» Problem to work on
Set down all of the entries below exactly, and omit the pictures.

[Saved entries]
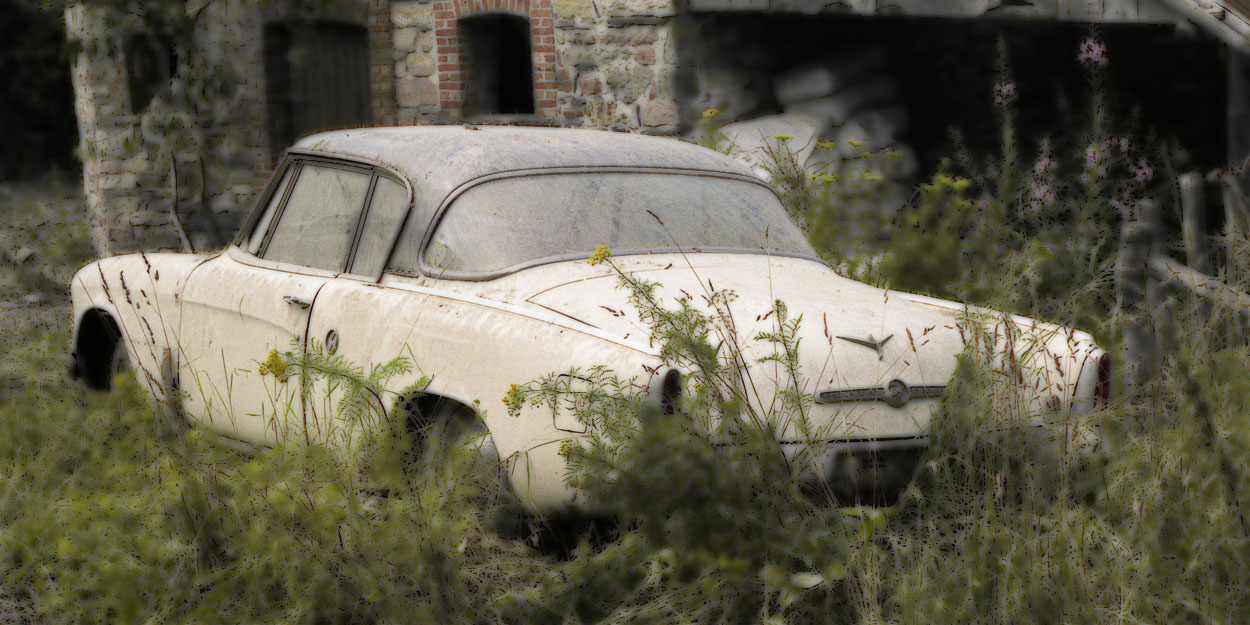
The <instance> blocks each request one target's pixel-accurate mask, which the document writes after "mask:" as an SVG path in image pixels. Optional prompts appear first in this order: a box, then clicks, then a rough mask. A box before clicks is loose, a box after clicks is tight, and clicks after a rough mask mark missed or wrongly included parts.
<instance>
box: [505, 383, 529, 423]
mask: <svg viewBox="0 0 1250 625" xmlns="http://www.w3.org/2000/svg"><path fill="white" fill-rule="evenodd" d="M524 405H525V395H524V394H522V392H521V387H520V386H517V385H515V384H514V385H511V386H509V387H507V392H506V394H504V406H505V407H507V414H510V415H512V416H516V415H519V414H520V412H521V406H524Z"/></svg>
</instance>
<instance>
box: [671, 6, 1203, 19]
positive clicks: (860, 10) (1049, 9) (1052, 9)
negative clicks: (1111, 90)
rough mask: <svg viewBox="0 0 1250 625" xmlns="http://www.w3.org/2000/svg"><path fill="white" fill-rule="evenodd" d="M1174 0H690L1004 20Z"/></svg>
mask: <svg viewBox="0 0 1250 625" xmlns="http://www.w3.org/2000/svg"><path fill="white" fill-rule="evenodd" d="M1170 1H1178V0H689V6H690V10H691V11H696V12H699V11H768V12H798V14H806V15H815V14H845V15H865V16H873V15H879V16H914V17H1008V19H1044V20H1063V21H1081V22H1129V24H1133V22H1144V24H1171V22H1176V21H1179V20H1180V19H1181V17H1180V15H1178V12H1176V10H1175V9H1174V8H1171V6H1170V5H1169V4H1168V2H1170Z"/></svg>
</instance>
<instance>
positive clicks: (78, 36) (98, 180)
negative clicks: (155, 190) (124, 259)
mask: <svg viewBox="0 0 1250 625" xmlns="http://www.w3.org/2000/svg"><path fill="white" fill-rule="evenodd" d="M114 19H116V17H114V16H110V15H109V14H108V12H106V10H105V9H101V8H95V6H84V5H76V6H71V8H69V9H66V10H65V29H66V36H68V39H69V40H70V41H73V42H74V44H75V45H78V46H79V47H80V49H79V53H78V55H76V56H75V58H74V61H73V70H71V71H73V83H74V100H75V104H74V106H75V113H76V114H78V123H79V153H80V155H81V159H83V191H84V196H85V197H86V207H88V215H89V217H90V221H91V240H93V242H94V244H95V249H96V252H98V254H100V255H101V256H106V255H113V254H120V252H125V251H134V250H138V249H176V247H178V246H179V240H178V234H176V231H174V230H173V229H170V227H168V226H169V216H168V215H161V214H160V212H156V211H153V210H149V209H148V206H145V202H143V201H141V200H143V197H141V194H140V189H139V179H140V176H141V175H144V174H146V173H149V171H150V170H151V166H150V164H149V163H148V160H146V159H144V158H143V156H141V155H139V154H136V151H135V146H134V139H135V133H134V125H135V121H136V120H138V116H136V115H135V114H134V111H133V110H131V103H130V90H129V84H128V74H126V63H125V55H124V50H123V44H124V41H123V40H120V39H119V37H116V36H114V35H113V31H111V29H110V27H109V25H110V21H111V20H114Z"/></svg>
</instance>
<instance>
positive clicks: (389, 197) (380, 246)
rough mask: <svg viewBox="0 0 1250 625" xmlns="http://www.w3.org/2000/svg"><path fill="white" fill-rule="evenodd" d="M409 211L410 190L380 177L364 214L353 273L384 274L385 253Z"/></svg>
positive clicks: (391, 180)
mask: <svg viewBox="0 0 1250 625" xmlns="http://www.w3.org/2000/svg"><path fill="white" fill-rule="evenodd" d="M406 214H407V189H405V187H404V185H401V184H399V183H396V181H394V180H391V179H389V178H382V176H379V178H377V185H376V186H375V187H374V197H372V200H371V201H370V202H369V212H366V214H365V225H364V229H361V231H360V242H359V244H356V257H355V260H352V262H351V272H352V274H356V275H364V276H371V277H376V276H377V274H381V271H382V265H384V264H385V262H386V255H387V254H389V252H390V249H391V244H392V242H394V240H395V232H396V231H397V230H399V226H400V224H401V222H402V221H404V215H406Z"/></svg>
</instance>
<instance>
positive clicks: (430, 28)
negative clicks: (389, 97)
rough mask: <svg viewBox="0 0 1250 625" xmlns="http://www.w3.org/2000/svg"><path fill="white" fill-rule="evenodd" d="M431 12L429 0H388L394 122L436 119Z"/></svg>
mask: <svg viewBox="0 0 1250 625" xmlns="http://www.w3.org/2000/svg"><path fill="white" fill-rule="evenodd" d="M434 12H435V11H434V4H432V2H431V1H410V0H405V1H399V0H396V1H392V2H390V24H391V44H390V45H391V59H392V63H394V73H395V74H394V75H395V80H394V90H395V94H394V96H392V98H394V99H395V105H396V106H395V110H396V120H395V123H396V124H402V125H410V124H415V123H419V121H427V120H432V119H436V118H439V114H440V109H439V73H437V59H436V55H437V51H436V50H435V42H434V40H435V35H434Z"/></svg>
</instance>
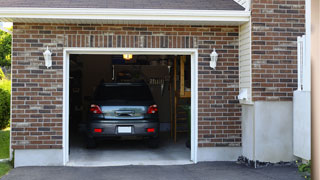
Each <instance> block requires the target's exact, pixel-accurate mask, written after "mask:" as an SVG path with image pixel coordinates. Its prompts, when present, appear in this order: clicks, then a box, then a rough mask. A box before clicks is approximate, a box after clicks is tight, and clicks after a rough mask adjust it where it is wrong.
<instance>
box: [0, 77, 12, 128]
mask: <svg viewBox="0 0 320 180" xmlns="http://www.w3.org/2000/svg"><path fill="white" fill-rule="evenodd" d="M10 95H11V81H10V80H7V79H2V80H0V129H4V128H6V127H8V125H9V122H10Z"/></svg>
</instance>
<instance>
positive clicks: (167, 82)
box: [68, 54, 192, 166]
mask: <svg viewBox="0 0 320 180" xmlns="http://www.w3.org/2000/svg"><path fill="white" fill-rule="evenodd" d="M191 85H192V83H191V56H190V55H149V54H147V55H142V54H139V55H132V54H112V55H93V54H71V55H70V56H69V107H68V108H69V109H68V110H69V116H68V119H69V129H68V131H69V162H68V165H71V166H72V165H74V166H104V165H130V164H134V165H149V164H151V165H162V164H187V163H191V161H190V157H191V156H190V153H191V141H192V139H191V119H192V118H191ZM147 101H148V103H149V104H148V103H146V102H147ZM157 124H158V125H157Z"/></svg>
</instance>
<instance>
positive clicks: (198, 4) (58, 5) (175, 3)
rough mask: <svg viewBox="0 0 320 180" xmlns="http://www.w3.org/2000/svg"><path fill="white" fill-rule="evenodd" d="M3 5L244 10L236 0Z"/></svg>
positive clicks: (97, 1)
mask: <svg viewBox="0 0 320 180" xmlns="http://www.w3.org/2000/svg"><path fill="white" fill-rule="evenodd" d="M0 3H1V7H30V8H36V7H39V8H120V9H181V10H183V9H186V10H244V8H243V7H242V6H241V5H239V4H238V3H236V2H235V1H234V0H91V1H90V0H50V1H48V0H0Z"/></svg>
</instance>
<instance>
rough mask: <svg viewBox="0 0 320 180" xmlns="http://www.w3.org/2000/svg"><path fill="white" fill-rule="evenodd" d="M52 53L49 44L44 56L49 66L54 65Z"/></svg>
mask: <svg viewBox="0 0 320 180" xmlns="http://www.w3.org/2000/svg"><path fill="white" fill-rule="evenodd" d="M51 55H52V53H51V52H50V50H49V48H48V46H47V50H46V51H45V52H44V53H43V56H44V60H45V65H46V66H47V68H49V67H51V66H52V58H51Z"/></svg>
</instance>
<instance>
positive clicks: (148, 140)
mask: <svg viewBox="0 0 320 180" xmlns="http://www.w3.org/2000/svg"><path fill="white" fill-rule="evenodd" d="M148 146H149V148H157V147H159V138H151V139H149V140H148Z"/></svg>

» Task solution
The <instance> blocks each request one target's pixel-accurate mask, which the document writes after "mask:" as an SVG path in image pixels. Optional prompts appear first in this order: a box, then clicks, then a rough mask. A box before clicks is loose, a box after clicks is tight, and clicks after a rough mask mark missed or wrongly included parts.
<instance>
box: [505, 383, 529, 423]
mask: <svg viewBox="0 0 1250 625" xmlns="http://www.w3.org/2000/svg"><path fill="white" fill-rule="evenodd" d="M524 405H525V395H524V394H522V392H521V387H520V386H517V385H515V384H514V385H511V386H509V387H507V392H506V394H504V406H505V407H507V414H510V415H512V416H516V415H519V414H520V412H521V406H524Z"/></svg>
</instance>
<instance>
box: [671, 6, 1203, 19]
positive clicks: (860, 10) (1049, 9) (1052, 9)
negative clicks: (1111, 90)
rough mask: <svg viewBox="0 0 1250 625" xmlns="http://www.w3.org/2000/svg"><path fill="white" fill-rule="evenodd" d="M1174 0H690L1004 20Z"/></svg>
mask: <svg viewBox="0 0 1250 625" xmlns="http://www.w3.org/2000/svg"><path fill="white" fill-rule="evenodd" d="M1170 1H1178V0H689V6H690V10H691V11H696V12H699V11H768V12H798V14H806V15H815V14H845V15H865V16H873V15H879V16H914V17H1008V19H1044V20H1063V21H1081V22H1129V24H1133V22H1144V24H1171V22H1176V21H1179V20H1180V19H1181V17H1180V15H1178V12H1176V10H1175V9H1174V8H1171V6H1170V5H1169V4H1168V2H1170Z"/></svg>
</instance>
<instance>
positive clicks: (78, 36) (98, 180)
negative clicks: (155, 190) (124, 259)
mask: <svg viewBox="0 0 1250 625" xmlns="http://www.w3.org/2000/svg"><path fill="white" fill-rule="evenodd" d="M114 19H116V17H114V16H110V15H109V14H108V12H106V10H105V9H101V8H95V6H84V5H76V6H71V8H69V9H66V10H65V29H66V36H68V39H69V40H70V41H73V42H74V44H75V45H78V46H79V47H80V49H79V53H78V55H76V56H75V58H74V61H73V70H71V71H73V83H74V100H75V104H74V106H75V113H76V114H78V123H79V153H80V155H81V159H83V191H84V196H85V197H86V207H88V215H89V217H90V221H91V240H93V242H94V244H95V249H96V252H98V254H100V255H101V256H106V255H113V254H120V252H125V251H134V250H138V249H176V247H178V246H179V240H178V234H176V231H174V230H173V229H170V227H168V226H169V216H168V215H161V214H160V212H156V211H153V210H149V209H148V206H145V202H143V201H141V200H143V197H141V194H140V189H139V179H140V176H141V175H144V174H146V173H149V171H150V170H151V166H150V164H149V163H148V160H146V159H144V158H143V156H141V155H139V154H136V151H135V146H134V139H135V133H134V125H135V121H136V120H138V116H136V115H135V114H134V111H133V110H131V103H130V90H129V84H128V74H126V63H125V55H124V50H123V44H124V41H123V40H120V39H119V37H116V36H114V35H113V31H111V29H110V27H109V25H110V21H111V20H114Z"/></svg>
</instance>
<instance>
positive clicks: (389, 197) (380, 246)
rough mask: <svg viewBox="0 0 1250 625" xmlns="http://www.w3.org/2000/svg"><path fill="white" fill-rule="evenodd" d="M409 211L410 190L380 177L364 214L353 273L384 274L385 253Z"/></svg>
positive clicks: (391, 180)
mask: <svg viewBox="0 0 1250 625" xmlns="http://www.w3.org/2000/svg"><path fill="white" fill-rule="evenodd" d="M406 214H407V189H405V187H404V185H401V184H399V183H396V181H394V180H391V179H389V178H382V176H379V178H377V185H376V186H375V187H374V197H372V200H371V201H370V202H369V212H366V214H365V225H364V229H361V231H360V242H359V244H356V257H355V260H352V262H351V272H352V274H356V275H364V276H371V277H376V276H377V274H381V271H382V265H384V264H385V262H386V255H387V254H389V252H390V249H391V244H392V242H394V240H395V232H396V231H397V230H399V226H400V224H401V222H402V221H404V215H406Z"/></svg>
</instance>
<instance>
positive clicks: (430, 28)
negative clicks: (389, 97)
rough mask: <svg viewBox="0 0 1250 625" xmlns="http://www.w3.org/2000/svg"><path fill="white" fill-rule="evenodd" d="M431 12L429 0H388L394 122L436 119Z"/></svg>
mask: <svg viewBox="0 0 1250 625" xmlns="http://www.w3.org/2000/svg"><path fill="white" fill-rule="evenodd" d="M434 12H435V11H434V4H432V2H431V1H410V0H405V1H399V0H396V1H392V2H390V24H391V44H390V45H391V59H392V63H394V73H395V74H394V75H395V80H394V90H395V94H394V96H392V98H394V99H395V105H396V106H395V110H396V120H395V123H396V124H402V125H410V124H415V123H419V121H427V120H432V119H436V118H439V114H440V109H439V73H437V59H436V55H437V51H436V50H435V42H434V40H435V35H434Z"/></svg>
</instance>
Each <instance> block requires the target's exact, pixel-accurate mask, written after "mask:" as an SVG path with image pixel coordinates. Its prompts, when present, appear in this order: clicks, then a box, then a rough mask. A box before clicks is approximate, a box after clicks is tight, and clicks after a rough mask adjust it where it is wrong.
<instance>
box: [0, 77, 12, 128]
mask: <svg viewBox="0 0 320 180" xmlns="http://www.w3.org/2000/svg"><path fill="white" fill-rule="evenodd" d="M10 95H11V81H10V80H7V79H2V80H0V129H4V128H6V127H8V125H9V122H10Z"/></svg>
</instance>
<instance>
positive clicks: (167, 82)
box: [68, 54, 192, 166]
mask: <svg viewBox="0 0 320 180" xmlns="http://www.w3.org/2000/svg"><path fill="white" fill-rule="evenodd" d="M191 85H192V83H191V56H190V55H149V54H147V55H142V54H139V55H132V54H112V55H93V54H71V55H70V56H69V107H68V108H69V109H68V110H69V116H68V119H69V129H68V131H69V162H68V165H71V166H72V165H74V166H104V165H130V164H134V165H149V164H151V165H162V164H187V163H191V161H190V157H191V156H190V153H191V141H192V139H191V119H192V118H191ZM147 101H148V103H149V104H148V103H146V102H147ZM157 124H158V125H157Z"/></svg>
</instance>
<instance>
positive clicks: (198, 4) (58, 5) (175, 3)
rough mask: <svg viewBox="0 0 320 180" xmlns="http://www.w3.org/2000/svg"><path fill="white" fill-rule="evenodd" d="M3 5L244 10L236 0Z"/></svg>
positive clicks: (97, 1)
mask: <svg viewBox="0 0 320 180" xmlns="http://www.w3.org/2000/svg"><path fill="white" fill-rule="evenodd" d="M0 3H1V7H30V8H36V7H39V8H120V9H181V10H183V9H186V10H244V8H243V7H242V6H241V5H239V4H238V3H236V2H235V1H234V0H91V1H90V0H50V1H48V0H0Z"/></svg>
</instance>
<instance>
rough mask: <svg viewBox="0 0 320 180" xmlns="http://www.w3.org/2000/svg"><path fill="white" fill-rule="evenodd" d="M52 53L49 44L44 56L49 66L54 65Z"/></svg>
mask: <svg viewBox="0 0 320 180" xmlns="http://www.w3.org/2000/svg"><path fill="white" fill-rule="evenodd" d="M51 55H52V53H51V52H50V50H49V48H48V46H47V50H46V51H45V52H44V53H43V56H44V60H45V65H46V66H47V68H49V67H51V66H52V58H51Z"/></svg>
</instance>
<instance>
positive clicks: (148, 140)
mask: <svg viewBox="0 0 320 180" xmlns="http://www.w3.org/2000/svg"><path fill="white" fill-rule="evenodd" d="M148 146H149V148H157V147H159V138H151V139H149V140H148Z"/></svg>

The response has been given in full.